Every record here needs to be written out again exactly.

● Extracted data:
◇ ◇ ◇ ◇ ◇ ◇ ◇
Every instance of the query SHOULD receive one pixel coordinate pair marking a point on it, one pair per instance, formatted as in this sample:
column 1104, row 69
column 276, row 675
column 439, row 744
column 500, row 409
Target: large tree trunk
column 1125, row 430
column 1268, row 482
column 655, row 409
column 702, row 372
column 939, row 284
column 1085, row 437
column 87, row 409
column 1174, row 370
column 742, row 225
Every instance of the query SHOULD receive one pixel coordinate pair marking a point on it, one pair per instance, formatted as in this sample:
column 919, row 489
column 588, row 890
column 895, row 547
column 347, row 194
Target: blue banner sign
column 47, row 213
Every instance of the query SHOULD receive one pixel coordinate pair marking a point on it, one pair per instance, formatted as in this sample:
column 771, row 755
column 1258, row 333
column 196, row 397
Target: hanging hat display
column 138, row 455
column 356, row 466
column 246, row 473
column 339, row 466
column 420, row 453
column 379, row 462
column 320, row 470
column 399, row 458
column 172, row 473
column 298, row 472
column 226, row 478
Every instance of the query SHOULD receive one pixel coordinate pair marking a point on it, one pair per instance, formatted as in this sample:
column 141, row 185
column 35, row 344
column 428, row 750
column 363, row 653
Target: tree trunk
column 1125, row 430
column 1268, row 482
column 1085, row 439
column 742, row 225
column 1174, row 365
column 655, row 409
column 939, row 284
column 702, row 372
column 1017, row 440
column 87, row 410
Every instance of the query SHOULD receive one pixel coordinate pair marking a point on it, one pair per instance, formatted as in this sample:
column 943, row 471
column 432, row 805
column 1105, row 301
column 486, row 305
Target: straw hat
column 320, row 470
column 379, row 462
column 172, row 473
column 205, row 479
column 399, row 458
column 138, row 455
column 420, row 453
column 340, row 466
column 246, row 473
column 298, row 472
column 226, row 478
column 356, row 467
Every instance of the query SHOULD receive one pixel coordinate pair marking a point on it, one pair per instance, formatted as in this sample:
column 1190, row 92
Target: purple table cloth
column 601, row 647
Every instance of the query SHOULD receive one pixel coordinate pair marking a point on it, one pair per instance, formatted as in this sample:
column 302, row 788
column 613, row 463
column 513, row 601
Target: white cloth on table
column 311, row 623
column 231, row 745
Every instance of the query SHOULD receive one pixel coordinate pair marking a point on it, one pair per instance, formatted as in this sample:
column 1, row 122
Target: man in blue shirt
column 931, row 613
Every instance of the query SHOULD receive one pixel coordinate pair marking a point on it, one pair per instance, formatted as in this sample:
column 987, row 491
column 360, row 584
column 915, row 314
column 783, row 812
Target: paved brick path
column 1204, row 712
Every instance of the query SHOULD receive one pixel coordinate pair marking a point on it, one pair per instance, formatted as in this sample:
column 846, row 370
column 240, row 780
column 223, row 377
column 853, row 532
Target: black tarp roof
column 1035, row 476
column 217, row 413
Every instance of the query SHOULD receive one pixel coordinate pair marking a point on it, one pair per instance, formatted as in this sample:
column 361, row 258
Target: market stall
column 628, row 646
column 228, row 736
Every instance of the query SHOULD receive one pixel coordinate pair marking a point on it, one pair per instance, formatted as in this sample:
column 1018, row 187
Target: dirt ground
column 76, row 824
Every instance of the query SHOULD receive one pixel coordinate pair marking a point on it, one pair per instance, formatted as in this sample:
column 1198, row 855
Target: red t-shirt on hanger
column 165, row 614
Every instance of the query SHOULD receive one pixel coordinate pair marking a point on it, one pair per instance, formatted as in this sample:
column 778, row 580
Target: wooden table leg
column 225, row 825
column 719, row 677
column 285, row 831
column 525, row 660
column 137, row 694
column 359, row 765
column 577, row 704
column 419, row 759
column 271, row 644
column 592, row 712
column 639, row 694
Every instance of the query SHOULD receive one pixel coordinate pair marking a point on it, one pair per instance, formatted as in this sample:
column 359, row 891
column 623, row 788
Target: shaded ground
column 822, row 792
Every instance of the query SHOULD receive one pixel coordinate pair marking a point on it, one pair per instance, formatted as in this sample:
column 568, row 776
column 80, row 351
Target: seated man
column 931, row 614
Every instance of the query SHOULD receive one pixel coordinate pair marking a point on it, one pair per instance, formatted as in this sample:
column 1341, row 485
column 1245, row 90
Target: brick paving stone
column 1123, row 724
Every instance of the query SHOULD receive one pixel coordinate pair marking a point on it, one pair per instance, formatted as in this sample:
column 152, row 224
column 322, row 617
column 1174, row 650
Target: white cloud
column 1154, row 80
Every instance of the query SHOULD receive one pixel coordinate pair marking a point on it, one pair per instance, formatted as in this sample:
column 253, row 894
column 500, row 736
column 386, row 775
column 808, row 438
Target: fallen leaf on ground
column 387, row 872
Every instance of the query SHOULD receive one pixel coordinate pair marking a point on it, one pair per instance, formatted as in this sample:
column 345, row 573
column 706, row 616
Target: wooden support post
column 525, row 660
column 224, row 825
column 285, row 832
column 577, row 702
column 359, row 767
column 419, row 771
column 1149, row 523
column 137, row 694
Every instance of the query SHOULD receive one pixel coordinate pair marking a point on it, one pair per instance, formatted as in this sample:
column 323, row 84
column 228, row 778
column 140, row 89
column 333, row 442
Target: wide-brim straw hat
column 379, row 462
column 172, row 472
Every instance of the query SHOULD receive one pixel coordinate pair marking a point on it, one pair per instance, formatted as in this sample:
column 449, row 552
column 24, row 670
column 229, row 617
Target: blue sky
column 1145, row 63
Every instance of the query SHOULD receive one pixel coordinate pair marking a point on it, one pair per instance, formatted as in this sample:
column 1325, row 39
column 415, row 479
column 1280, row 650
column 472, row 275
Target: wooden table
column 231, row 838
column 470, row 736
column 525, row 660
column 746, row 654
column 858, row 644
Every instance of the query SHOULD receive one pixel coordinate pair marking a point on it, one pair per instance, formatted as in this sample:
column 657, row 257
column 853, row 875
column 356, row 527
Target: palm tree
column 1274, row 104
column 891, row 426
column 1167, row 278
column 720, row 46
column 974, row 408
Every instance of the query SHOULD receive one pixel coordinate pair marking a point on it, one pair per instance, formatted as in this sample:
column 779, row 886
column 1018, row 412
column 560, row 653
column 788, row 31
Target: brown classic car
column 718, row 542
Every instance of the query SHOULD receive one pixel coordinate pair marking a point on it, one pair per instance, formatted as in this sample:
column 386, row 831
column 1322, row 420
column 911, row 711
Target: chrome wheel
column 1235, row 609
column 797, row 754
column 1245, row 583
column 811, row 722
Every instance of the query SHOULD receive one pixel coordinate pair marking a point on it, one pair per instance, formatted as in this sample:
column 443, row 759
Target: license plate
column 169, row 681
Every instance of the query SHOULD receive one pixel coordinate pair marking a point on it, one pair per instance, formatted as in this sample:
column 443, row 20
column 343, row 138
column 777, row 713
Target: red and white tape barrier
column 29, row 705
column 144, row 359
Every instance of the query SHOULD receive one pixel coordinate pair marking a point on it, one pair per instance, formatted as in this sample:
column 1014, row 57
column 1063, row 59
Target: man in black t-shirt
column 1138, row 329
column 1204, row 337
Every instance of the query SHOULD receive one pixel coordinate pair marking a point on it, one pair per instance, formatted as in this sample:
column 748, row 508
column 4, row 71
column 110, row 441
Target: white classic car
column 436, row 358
◇ ◇ ◇ ◇ ◇ ◇ ◇
● Solved problem:
Every instance of the query SHOULD receive one pixel coordinate pair marking a point on it, one pair per instance, formatted as in this sample:
column 1104, row 69
column 276, row 675
column 439, row 744
column 500, row 409
Target: large tree trunk
column 1125, row 430
column 1268, row 482
column 655, row 409
column 702, row 372
column 939, row 284
column 1085, row 437
column 87, row 409
column 1174, row 370
column 742, row 225
Every instance of the query SHOULD receive one pixel coordinate pair marking a point on it, one pair per instance, formatted as in this sample:
column 919, row 489
column 588, row 890
column 895, row 547
column 347, row 194
Target: blue banner sign
column 47, row 213
Every instance of the query SHOULD receive one pixel coordinate pair marking a point on it, one pair per instance, formatted as in this sample:
column 771, row 755
column 1258, row 333
column 196, row 397
Target: hanging hat display
column 138, row 455
column 356, row 466
column 246, row 473
column 339, row 466
column 420, row 453
column 379, row 462
column 320, row 470
column 399, row 458
column 172, row 473
column 298, row 472
column 226, row 478
Every instance of the query SHOULD receive one pixel coordinate pair marking a point on it, one pair per instance, formatted as in this sample:
column 141, row 185
column 35, row 344
column 428, row 750
column 363, row 653
Target: tree trunk
column 1125, row 430
column 1268, row 482
column 1085, row 439
column 742, row 225
column 1174, row 365
column 655, row 409
column 939, row 284
column 702, row 372
column 1017, row 440
column 87, row 410
Every instance of the query SHOULD receive one pixel coordinate pair marking a point on it, one pair per instance, formatted as in this sample:
column 943, row 471
column 432, row 805
column 1105, row 301
column 486, row 305
Target: straw hat
column 320, row 470
column 379, row 462
column 172, row 473
column 205, row 479
column 399, row 458
column 138, row 455
column 420, row 453
column 340, row 466
column 246, row 473
column 298, row 472
column 226, row 478
column 356, row 467
Every instance of the query SHOULD receive one pixel coordinate pair marking a point on it, one pair per instance, formatted as in this sample:
column 1190, row 92
Target: purple table cloth
column 601, row 647
Every instance of the query SHOULD receive one pixel coordinate pair marking a point on it, one pair per instance, formatted as in this sample:
column 302, row 788
column 613, row 463
column 513, row 601
Target: white cloth on table
column 311, row 623
column 231, row 745
Every instance of the query SHOULD receive one pixel coordinate pair marking a point on it, one pair per instance, formatted as in this sample:
column 1, row 122
Target: man in blue shirt
column 931, row 613
Every instance of the query SHOULD receive one pixel coordinate pair marking a point on it, one pair per instance, formatted as in this sample:
column 987, row 491
column 360, row 584
column 915, row 314
column 783, row 812
Target: paved brick path
column 1204, row 712
Every instance of the query SHOULD receive one pixel coordinate pair marking a point on it, one pair per instance, formatted as in this sample:
column 846, row 370
column 240, row 780
column 223, row 377
column 853, row 532
Target: black tarp roof
column 1035, row 476
column 217, row 413
Every instance of the query SHOULD receive one pixel coordinate pair marking a point on it, one pair per instance, formatted as in this sample:
column 361, row 258
Target: market stall
column 628, row 646
column 228, row 736
Every instance of the query SHOULD receive one pixel coordinate pair marking a point on it, one pair per instance, formatted as in this sample:
column 1018, row 187
Target: dirt ground
column 76, row 824
Every instance of the query SHOULD receive one pixel coordinate pair marking a point on it, one pair per instance, formatted as in this sample:
column 1198, row 855
Target: red t-shirt on hanger
column 165, row 614
Every instance of the query SHOULD receive one pixel coordinate pair marking a point on it, one pair per instance, formatted as in this sample:
column 778, row 580
Target: wooden table leg
column 225, row 825
column 719, row 677
column 285, row 831
column 525, row 660
column 137, row 694
column 359, row 765
column 577, row 704
column 419, row 759
column 271, row 644
column 592, row 712
column 639, row 694
Every instance of the query SHOULD receive one pixel coordinate pair marking a point on it, one pair per instance, formatted as in this sample:
column 359, row 891
column 623, row 788
Target: shaded ground
column 822, row 792
Every instance of the query SHOULD receive one pixel coordinate pair marking a point on it, one pair per instance, formatted as in this sample:
column 568, row 776
column 80, row 351
Target: seated man
column 931, row 614
Every instance of the query SHOULD receive one pixel coordinate pair marking a point on it, one pair per instance, formatted as in this sample:
column 1341, row 485
column 1245, row 90
Target: brick paving stone
column 1123, row 724
Every instance of the query SHOULD receive one pixel coordinate pair marking a point on it, one pair per instance, formatted as in this sample:
column 152, row 224
column 322, row 617
column 1174, row 650
Target: white cloud
column 1154, row 80
Every instance of the query SHOULD receive one pixel coordinate pair marking a point on it, one pair per instance, formatted as in this sample:
column 253, row 894
column 500, row 736
column 386, row 775
column 808, row 438
Target: fallen leaf on ground
column 387, row 872
Every instance of the query SHOULD receive one pixel coordinate pair marking a point on it, one pair per instance, formatted as in this sample:
column 345, row 573
column 706, row 616
Target: wooden support post
column 525, row 660
column 224, row 825
column 285, row 832
column 577, row 702
column 359, row 767
column 419, row 771
column 1149, row 523
column 137, row 694
Every instance of the query SHOULD receive one pixel coordinate pair marking a point on it, one pair per instance, formatted as in this sample:
column 323, row 84
column 228, row 778
column 140, row 89
column 333, row 442
Target: wide-brim straw hat
column 379, row 462
column 172, row 472
Every instance of the query SHOULD receive one pixel coordinate pair marking a point on it, one pair per instance, formatted as in this sample:
column 449, row 552
column 24, row 670
column 229, row 617
Target: blue sky
column 1145, row 63
Every instance of the query SHOULD receive one pixel coordinate pair marking a point on it, one pair per instance, formatted as in this sample:
column 1325, row 39
column 415, row 479
column 1280, row 650
column 472, row 275
Target: wooden table
column 231, row 838
column 470, row 736
column 525, row 660
column 746, row 654
column 858, row 644
Every instance of the query SHOULD receive one pixel coordinate pair marking a point on it, one pair per instance, formatted as in this sample:
column 657, row 257
column 853, row 875
column 356, row 527
Target: palm tree
column 1274, row 104
column 891, row 426
column 1167, row 278
column 720, row 46
column 974, row 408
Every instance of the query SHOULD receive one pixel coordinate pair marking a point on it, one pair per instance, formatted as in this sample:
column 779, row 886
column 1018, row 412
column 560, row 653
column 788, row 31
Target: brown classic car
column 718, row 542
Every instance of the query SHOULD receive one pixel coordinate pair marking a point on it, one pair per instance, formatted as in this sample:
column 386, row 831
column 1322, row 420
column 911, row 711
Target: chrome wheel
column 1235, row 609
column 797, row 754
column 1245, row 583
column 811, row 722
Every instance of the query SHOULD receive one pixel coordinate pair marking a point on it, one pair per instance, formatted as in this sample:
column 443, row 759
Target: license plate
column 169, row 681
Every instance of the query SHOULD receive one pixel coordinate pair marking a point on it, one pair per instance, formatted as in this sample:
column 443, row 20
column 343, row 138
column 777, row 713
Target: red and white tape barrier
column 29, row 705
column 144, row 359
Every instance of the query SHOULD receive one pixel coordinate pair marking a point on it, one pair per instance, formatted as in this sample:
column 1014, row 57
column 1063, row 59
Target: man in black t-shirt
column 1138, row 329
column 1204, row 337
Every instance of the query SHOULD receive one pixel coordinate pair marking a point on it, one pair per instance, formatted as in this sample:
column 748, row 508
column 4, row 71
column 110, row 441
Target: white classic car
column 436, row 358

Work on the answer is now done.